▶ WHAT YOU HAVE TO DO
Starting at the line where "# spot one point" occurs, reproduce each line through the end of the entries below exactly. Omit every picture.

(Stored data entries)
►

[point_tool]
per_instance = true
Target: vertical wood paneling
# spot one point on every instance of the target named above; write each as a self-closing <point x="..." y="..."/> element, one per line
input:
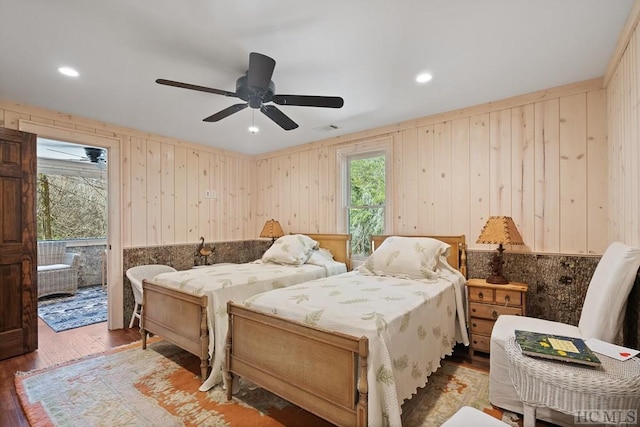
<point x="284" y="193"/>
<point x="314" y="190"/>
<point x="180" y="195"/>
<point x="125" y="188"/>
<point x="522" y="174"/>
<point x="547" y="176"/>
<point x="193" y="200"/>
<point x="215" y="179"/>
<point x="573" y="174"/>
<point x="460" y="192"/>
<point x="623" y="124"/>
<point x="443" y="177"/>
<point x="479" y="176"/>
<point x="138" y="192"/>
<point x="408" y="209"/>
<point x="154" y="193"/>
<point x="597" y="188"/>
<point x="224" y="197"/>
<point x="426" y="207"/>
<point x="500" y="163"/>
<point x="327" y="192"/>
<point x="296" y="189"/>
<point x="303" y="194"/>
<point x="167" y="192"/>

◄

▶ RESPONSE TO THIS TASK
# spot one point on every instance of the target named above; write each as a self-closing <point x="..." y="..."/> element, one per line
input:
<point x="284" y="193"/>
<point x="314" y="190"/>
<point x="180" y="195"/>
<point x="125" y="188"/>
<point x="522" y="174"/>
<point x="547" y="176"/>
<point x="193" y="200"/>
<point x="215" y="179"/>
<point x="573" y="174"/>
<point x="460" y="192"/>
<point x="623" y="124"/>
<point x="443" y="177"/>
<point x="479" y="176"/>
<point x="138" y="192"/>
<point x="408" y="209"/>
<point x="154" y="193"/>
<point x="597" y="188"/>
<point x="224" y="197"/>
<point x="426" y="207"/>
<point x="500" y="163"/>
<point x="327" y="192"/>
<point x="296" y="189"/>
<point x="303" y="194"/>
<point x="167" y="192"/>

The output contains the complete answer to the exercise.